Stored records:
..........
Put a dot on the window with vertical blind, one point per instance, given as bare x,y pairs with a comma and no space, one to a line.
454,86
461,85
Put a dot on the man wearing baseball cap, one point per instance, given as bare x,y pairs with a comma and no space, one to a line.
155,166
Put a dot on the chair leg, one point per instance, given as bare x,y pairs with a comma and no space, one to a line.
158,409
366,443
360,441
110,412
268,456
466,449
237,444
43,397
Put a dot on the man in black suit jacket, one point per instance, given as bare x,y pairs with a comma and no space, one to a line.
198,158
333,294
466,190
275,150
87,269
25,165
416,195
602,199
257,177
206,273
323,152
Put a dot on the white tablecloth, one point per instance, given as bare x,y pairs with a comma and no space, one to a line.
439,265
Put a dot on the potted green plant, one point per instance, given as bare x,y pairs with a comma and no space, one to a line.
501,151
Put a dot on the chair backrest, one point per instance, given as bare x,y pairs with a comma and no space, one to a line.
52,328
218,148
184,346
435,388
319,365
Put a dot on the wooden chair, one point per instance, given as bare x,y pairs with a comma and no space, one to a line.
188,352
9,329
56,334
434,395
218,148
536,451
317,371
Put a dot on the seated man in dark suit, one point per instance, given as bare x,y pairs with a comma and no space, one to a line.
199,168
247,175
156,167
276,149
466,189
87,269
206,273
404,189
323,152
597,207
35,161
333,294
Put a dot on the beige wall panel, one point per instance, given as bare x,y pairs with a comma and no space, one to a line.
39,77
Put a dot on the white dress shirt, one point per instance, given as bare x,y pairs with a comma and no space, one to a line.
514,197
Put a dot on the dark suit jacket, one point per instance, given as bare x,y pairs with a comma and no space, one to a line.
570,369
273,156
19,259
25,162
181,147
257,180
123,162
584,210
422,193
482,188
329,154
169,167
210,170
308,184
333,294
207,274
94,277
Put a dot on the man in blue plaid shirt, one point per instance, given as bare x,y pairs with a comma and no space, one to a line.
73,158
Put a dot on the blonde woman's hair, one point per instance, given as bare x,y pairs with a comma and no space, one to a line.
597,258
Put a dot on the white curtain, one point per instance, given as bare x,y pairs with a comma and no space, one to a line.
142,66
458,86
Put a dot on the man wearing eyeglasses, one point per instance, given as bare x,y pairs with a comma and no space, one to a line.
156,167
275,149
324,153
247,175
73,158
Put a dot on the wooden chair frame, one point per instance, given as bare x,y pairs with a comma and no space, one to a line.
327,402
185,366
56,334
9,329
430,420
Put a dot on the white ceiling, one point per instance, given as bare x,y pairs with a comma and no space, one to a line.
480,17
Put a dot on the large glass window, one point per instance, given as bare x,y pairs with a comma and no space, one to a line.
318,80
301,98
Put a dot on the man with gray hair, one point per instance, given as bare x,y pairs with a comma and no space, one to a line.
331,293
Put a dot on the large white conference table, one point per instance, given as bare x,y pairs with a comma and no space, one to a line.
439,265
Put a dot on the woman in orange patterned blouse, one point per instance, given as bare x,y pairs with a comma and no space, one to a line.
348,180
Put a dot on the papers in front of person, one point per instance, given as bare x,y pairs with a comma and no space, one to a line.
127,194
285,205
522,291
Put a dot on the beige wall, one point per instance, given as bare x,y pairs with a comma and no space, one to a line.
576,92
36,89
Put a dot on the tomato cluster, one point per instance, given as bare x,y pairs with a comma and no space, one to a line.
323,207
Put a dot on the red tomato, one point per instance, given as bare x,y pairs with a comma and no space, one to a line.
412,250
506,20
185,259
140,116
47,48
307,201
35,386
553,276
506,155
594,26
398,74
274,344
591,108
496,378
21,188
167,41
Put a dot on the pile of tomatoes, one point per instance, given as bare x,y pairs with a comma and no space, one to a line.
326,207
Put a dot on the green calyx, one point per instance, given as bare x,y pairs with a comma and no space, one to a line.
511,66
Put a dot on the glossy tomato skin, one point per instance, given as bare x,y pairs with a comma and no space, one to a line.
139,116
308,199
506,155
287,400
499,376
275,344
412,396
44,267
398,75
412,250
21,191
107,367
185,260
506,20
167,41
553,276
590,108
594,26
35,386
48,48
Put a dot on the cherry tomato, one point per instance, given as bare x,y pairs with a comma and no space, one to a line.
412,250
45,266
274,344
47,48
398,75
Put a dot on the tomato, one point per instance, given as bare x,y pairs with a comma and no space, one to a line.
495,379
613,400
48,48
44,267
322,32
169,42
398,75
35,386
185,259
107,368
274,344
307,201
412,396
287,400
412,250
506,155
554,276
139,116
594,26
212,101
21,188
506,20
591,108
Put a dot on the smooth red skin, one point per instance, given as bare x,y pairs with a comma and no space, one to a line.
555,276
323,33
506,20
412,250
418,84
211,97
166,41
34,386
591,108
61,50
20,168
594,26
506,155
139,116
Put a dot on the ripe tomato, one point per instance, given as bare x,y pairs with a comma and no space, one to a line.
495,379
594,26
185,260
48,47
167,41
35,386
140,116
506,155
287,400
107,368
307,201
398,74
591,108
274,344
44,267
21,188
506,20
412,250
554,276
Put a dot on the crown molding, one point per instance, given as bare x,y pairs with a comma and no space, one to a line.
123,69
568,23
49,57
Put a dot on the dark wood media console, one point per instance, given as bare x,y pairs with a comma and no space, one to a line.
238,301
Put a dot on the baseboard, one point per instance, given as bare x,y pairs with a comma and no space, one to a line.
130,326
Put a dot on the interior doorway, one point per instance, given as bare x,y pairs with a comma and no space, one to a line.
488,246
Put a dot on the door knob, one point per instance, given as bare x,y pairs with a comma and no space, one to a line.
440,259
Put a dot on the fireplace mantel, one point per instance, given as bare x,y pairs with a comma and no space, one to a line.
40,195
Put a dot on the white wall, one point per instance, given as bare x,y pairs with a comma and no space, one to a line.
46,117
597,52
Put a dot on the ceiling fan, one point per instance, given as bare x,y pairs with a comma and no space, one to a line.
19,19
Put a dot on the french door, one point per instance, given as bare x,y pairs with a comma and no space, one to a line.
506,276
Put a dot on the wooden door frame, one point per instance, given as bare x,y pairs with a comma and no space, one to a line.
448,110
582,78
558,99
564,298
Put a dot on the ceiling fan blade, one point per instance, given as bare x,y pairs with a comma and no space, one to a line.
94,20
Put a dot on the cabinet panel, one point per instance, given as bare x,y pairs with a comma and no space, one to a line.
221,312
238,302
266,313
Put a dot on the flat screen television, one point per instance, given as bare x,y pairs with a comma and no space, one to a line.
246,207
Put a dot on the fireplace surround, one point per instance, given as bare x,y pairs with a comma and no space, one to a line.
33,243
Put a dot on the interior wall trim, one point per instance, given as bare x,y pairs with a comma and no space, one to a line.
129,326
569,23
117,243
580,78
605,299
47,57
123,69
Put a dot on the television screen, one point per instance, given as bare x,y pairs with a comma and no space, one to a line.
..........
WHAT YOU NEED TO DO → Send back every entry precisely as given.

EXPECTED OUTPUT →
Put a dot on the window with vertical blind, one point per instance, given as bare x,y pairs with a comma and no space, one to a line.
454,86
461,85
Put a dot on the man wearing baseball cap, one point per instance, given as bare x,y pairs with a comma and no space, one to a line.
155,166
Put a dot on the chair leg, one point per instance, given as bare x,y pairs with a comma and no space, one to a line.
158,409
366,443
360,441
110,412
268,456
466,449
237,444
43,397
Put a dot on the man in black suit jacket, one point per instance, given as bare x,y pairs with a comma and no space, one to a line.
198,158
333,294
466,190
275,150
87,269
25,165
416,195
602,199
257,177
206,273
323,152
Put a dot on the white tablecloth, one point per instance, given as bare x,y pairs with a comma and no space, one to a line.
439,265
Put a dot on the potted green plant, one point per instance, given as bare x,y pairs with a comma and no space, one to a line.
501,151
Put a dot on the chair backrest, one point per instance, given as bare x,y pairs with a comma and no space, one to a line.
52,328
218,148
184,346
435,388
319,365
Put a dot on the wooden chair, one point per instance, given as bare x,y pairs with a comma and no space, one to a line.
188,352
9,329
56,334
434,395
218,148
536,451
317,371
Put a dot on the seated man in dark suit, one point per instance, given as bare x,y pairs with a comma and no space, one to a line.
199,168
247,175
156,167
276,149
466,189
87,269
206,273
404,189
323,152
597,207
35,161
333,294
Put a dot on the beige wall panel, one point per instance, given as bare x,y pairs with a comma and no space, one to a line.
39,77
Put a dot on the white dress shirt, one point per instance, given as bare x,y pairs with a comma and no space, one to a line.
514,197
Put a dot on the dark suit jacket, one point per instance, given as bare x,y pairs with a comma and no space, one to a line.
570,369
273,156
19,259
25,162
181,147
257,180
123,162
584,210
422,193
482,188
329,154
169,167
210,170
308,184
333,294
207,274
94,277
Put a dot on the man in blue plaid shirt, one point per instance, given as bare x,y pairs with a comma and no space, one to a line.
73,158
Put a dot on the blonde woman's hair, one point per instance, given as bare x,y pairs with a comma and no space, one to a line.
597,258
Put a dot on the white curtain, one point per instance, given as bare x,y pairs with a comma and no space, one to a line.
142,66
458,86
Put a dot on the man wearing eyeglasses, one point per instance, given as bare x,y pairs with a comma and no space, one to a line.
156,167
275,149
324,153
247,175
73,158
Put a dot on the wooden chair frame, one point per instance, given as bare x,y pairs with a comma and no space, one to a line.
327,402
185,366
56,334
9,329
430,420
Put a dot on the white ceiling, one point per instance, given as bare x,y pairs with a comma and no space, one to a line.
480,17
Put a dot on the large glass window, one point per instance, given as bare x,y pairs with a comma and no space, one to a line.
318,80
301,98
Put a dot on the man with gray hair, one point per instance, given as bare x,y pairs with a comma and no space, one to a line.
331,293
Put a dot on the large white conference table, one point per instance, given as bare x,y pairs with a comma and no space, one to a line.
439,265
Put a dot on the woman in orange patterned blouse, one point per instance, given as bare x,y pairs with a comma and no space, one to a line.
348,180
Put a dot on the papers in front of person, one point per instance, given as bare x,y pairs with a comma and no space, one to a line.
127,194
285,205
522,291
Put a dot on the beige wall, one point per instance, given as bare x,y pairs with a comma and no space, one to a line.
576,92
36,89
Put a dot on the tomato cluster, one point per instance, given as bare x,y pairs with a comma and no space, one to a line.
323,207
Put a dot on the red tomato, one point per instance, given as bare x,y pairs with a comma and no space, one to a line.
412,250
506,20
185,259
140,116
47,48
307,201
35,386
553,276
506,155
594,26
398,74
274,344
591,108
496,378
21,188
167,41
Put a dot on the pile of tomatoes, one point per instance, given as bare x,y pairs with a comma and no space, one to a line.
326,207
Put a dot on the green calyx, one point per instance, given as bare x,y pairs with a comma and no space, one to a line.
511,66
Put a dot on the glossy tomato skin, one point per instance, given as bare x,y pairs with a comma and no space, one to a line.
139,116
308,199
506,155
287,400
499,376
275,344
412,396
44,267
398,75
412,250
21,191
107,367
185,260
506,20
167,41
553,276
590,108
594,26
35,386
48,48
Put a dot on the cherry tomato, one point per instance, given as bare x,y pairs with a comma and no space, one to a line.
412,250
45,266
274,344
47,48
398,75
Put a dot on the tomato, one point per instance, given as bare x,y pairs with a comma and no space, one to a line.
495,379
613,400
48,48
44,267
322,32
169,42
398,75
35,386
185,259
107,368
274,344
307,201
412,396
287,400
412,250
506,155
554,276
139,116
594,26
212,101
21,188
506,20
591,108
Put a dot on the smooth red skin, one point per instance, given as bare x,y pairs with a comma and no space, one to a line.
555,276
323,33
506,20
412,250
418,84
211,97
166,41
34,386
591,108
61,50
20,168
594,26
506,155
139,116
Put a dot on the ripe tomato, one point per instance, given as bare x,y pairs with a comma and no space, one to a line.
495,379
594,26
185,260
48,47
167,41
35,386
140,116
506,155
287,400
107,368
307,201
398,74
591,108
274,344
44,267
21,188
506,20
412,250
554,276
Put a dot on the crown molding, one point per instance, given as bare x,y pairs with a comma and no space, one to a line.
123,69
568,23
49,57
Put a dot on the dark wood media console, one point per instance, given as bare x,y pairs with a comma and no space, one to a line.
238,301
Put a dot on the baseboard, one point per instance, given as bare x,y pairs with a comma and no space, one to a line.
130,326
Put a dot on the interior doorway, one point per instance, given as bare x,y pairs with a comma and no space, one to a line.
488,246
Put a dot on the door knob, one point per instance, given as bare x,y pairs with a comma and no space, one to a line.
440,259
Put a dot on the fireplace mantel, one point per instance, given as bare x,y pairs with a comma and no space, one to a line.
40,195
Put a dot on the white wall, one point per instance, given as bare x,y pairs with a comma and no space, one to a line.
46,117
597,52
Put a dot on the ceiling fan, one point per instance, given as bare x,y pairs with a comma and no space, one to a line.
19,19
Put a dot on the french door, one point per instance, given as bare x,y pairs with a comma and no space, one to a line.
506,276
Put a dot on the wooden door frame, one point per instance, given as bare x,y pairs with a comma and no space, one to a line.
448,110
582,78
558,99
564,298
Put a dot on the ceiling fan blade, one point per instance, given as bare x,y pairs with a comma and no space, one to a line.
94,20
Put a dot on the cabinet panel, one point per instance, given as bare x,y pairs with a comma and no space, one to a line.
221,312
238,302
266,313
Put a dot on the flat screen television, one point per instance, given as bare x,y pairs with a comma and no space, one to a line.
246,207
Put a dot on the fireplace surround, one point per instance, given as bare x,y pairs with a comma and no space, one to a line.
33,243
Put a dot on the interior wall trim, one point per instance, given as bare x,y pairs with a comma and no space, one to a line.
129,326
569,23
117,243
580,78
605,299
47,57
123,69
Put a dot on the television screen, one point per instance, given as bare x,y pairs with a comma and no space, one to a line.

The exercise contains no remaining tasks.